◆ **PASSAGE SHOWN**
↓
Here Comes the Sun

Space Weather Forecasting

Fighter pilots begin each day by checking the weather. Maybe you check the weather to decide what to wear. Fighter pilots check the weather because their lives depend upon it. You might check the temperature and precipitation. Pilots check for air pressure changes, storm fronts, precipitation, wind speeds, cloud density and altitude, and jet streams.

Scientists at NASA also check the weather because the astronauts’ lives depend upon it. They check "space weather" forecasts. The National Oceanic Atmospheric Administration’s Space Environment Center (NOAA/SEC) in Boulder, Colorado, provides NASA with solar forecasts every day at 10 AM. The SEC counts and monitors sunspots, coronal flares, solar wind speeds, and the production of X-rays, gamma rays, radio waves, and microwaves.

Solar Weather Watch Bulletin: Jan 17-24, 2001. Along with higher-than-normal solar weather activity, the sun has unleashed a series of significant solar flares. A spike of X-ray energy originated late January 17th from a sunspot group located in active region 1287. First observed last week, the group appears to be shifting. However, it could unleash additional turbulence before it rotates behind the sun next week. "The active region’s sunspots are growing in complexity. Additional satellite-endangering solar activity could erupt within the next month," observes NOAA/SEC senior forecaster Mark Billtagh.

The sunspot described in this weather report was eleven times the size of the earth. The storm erupting from this active region was one of the strongest in recorded history.

Space Weather
The sun produces a vast number of constantly changing magnetic fields. Many are specifically associated with sunspots and other active solar regions. The sun’s thermonuclear core, its shifting plasma, widely varying temperature zones, and uneven rotation causes magnetic fields within the sun to twist, snap, and erupt above the surface. Charged particles, attracted to the oppositely charged magnetic field lines produce amazing looping displays of light, especially when viewed through coronagraphs and X-ray telescopes mounted on satellites. During such "magnetic" eruptions, solar matter is fired into space and may move in the direction of earth and the space station.
↑
◆ **ITEMS**
↓
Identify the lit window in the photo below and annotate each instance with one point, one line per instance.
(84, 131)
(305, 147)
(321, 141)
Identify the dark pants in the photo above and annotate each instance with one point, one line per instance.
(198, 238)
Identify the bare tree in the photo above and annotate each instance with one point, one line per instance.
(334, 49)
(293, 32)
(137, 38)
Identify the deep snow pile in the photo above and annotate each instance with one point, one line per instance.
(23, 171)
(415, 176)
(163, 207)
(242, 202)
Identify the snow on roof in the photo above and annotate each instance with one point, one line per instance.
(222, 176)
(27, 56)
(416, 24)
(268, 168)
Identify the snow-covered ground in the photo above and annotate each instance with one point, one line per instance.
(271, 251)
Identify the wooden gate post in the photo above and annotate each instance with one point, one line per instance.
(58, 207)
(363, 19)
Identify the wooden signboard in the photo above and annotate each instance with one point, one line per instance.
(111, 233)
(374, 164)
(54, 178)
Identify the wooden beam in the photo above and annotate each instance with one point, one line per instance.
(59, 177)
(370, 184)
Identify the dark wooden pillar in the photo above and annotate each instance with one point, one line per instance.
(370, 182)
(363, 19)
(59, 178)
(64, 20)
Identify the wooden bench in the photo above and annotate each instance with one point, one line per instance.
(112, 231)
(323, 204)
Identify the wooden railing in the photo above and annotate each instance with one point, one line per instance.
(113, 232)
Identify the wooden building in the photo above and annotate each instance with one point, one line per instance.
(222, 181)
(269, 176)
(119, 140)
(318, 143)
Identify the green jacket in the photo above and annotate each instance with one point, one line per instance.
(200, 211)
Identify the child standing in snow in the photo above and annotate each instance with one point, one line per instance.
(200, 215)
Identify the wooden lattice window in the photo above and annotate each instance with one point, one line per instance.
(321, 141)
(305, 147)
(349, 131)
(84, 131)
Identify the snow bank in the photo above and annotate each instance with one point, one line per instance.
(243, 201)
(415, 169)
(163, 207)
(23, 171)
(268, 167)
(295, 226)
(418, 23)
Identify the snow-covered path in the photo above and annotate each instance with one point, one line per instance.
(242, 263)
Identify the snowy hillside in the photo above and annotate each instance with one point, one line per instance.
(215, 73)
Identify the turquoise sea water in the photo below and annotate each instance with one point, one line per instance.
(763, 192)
↑
◆ **PROBLEM SET**
#1 From the space weather passage, copy the part that opens with the words containing "The sunspot described" and closes with "in recorded history.".
#2 According to the space weather passage, at what time each day does NOAA/SEC send NASA its solar forecasts?
#3 Write the next part of the space weather passage, following on from its last sentence.

◆ **EXERCISE RESPONSES**
#1
The sunspot described in this weather report was eleven times the size of the earth. The storm erupting from this active region was one of the strongest in recorded history.

#2 10 AM

#3
Approximately every 11 years, the sun goes through a cycle in which the number of sunspots, flares, and solar storms produced by the sun rises and falls. Data recently gathered from the SOHO satellite suggests that the North and South poles of the sun actually flip-flop, changing places and creating huge amounts of solar activity. When this activity peaks, the sun is at its solar maximum.

Space Weather on Earth
During solar maximum, the sun produces a great many solar flares. These giant eruptions of magnetism, electromagnetic waves and charged particles on the sun’s surface are comparable to the explosion of a hundred million hydrogen bombs. A major flare, called a coronal mass ejection, emits X-rays that travel through space at the speed of light. X-rays are followed by a wave of protons (ionized hydrogen atoms), ionized helium atoms, and other radioactive particles, all of which makes up what scientists call "solar plasma." This solar plasma traveling in the vacuum of space comprises the "solar wind."

Extreme coronal mass ejections, called solar proton events, have been known to induce electrical currents above the earth. On several occasions this electrical phenomena has interfered with electric power transmission equipment in northern Canada. Such events have also caused the failure of dozens of navigation and communications satellites over the years.

Earth's Natural Protection
On earth, we are relatively safe from harmful solar radioactivity. Solar X-rays and radioactive particles are blocked or de-energized before they reach the earth's surface by the Van Allen Belts. The Van Allen Belts, doughnut-shaped belts full of ionized gases that encircle the earth, serve as a buffer zone between the earth and the sun. They help to trap high-energy particles shot into space by solar flares.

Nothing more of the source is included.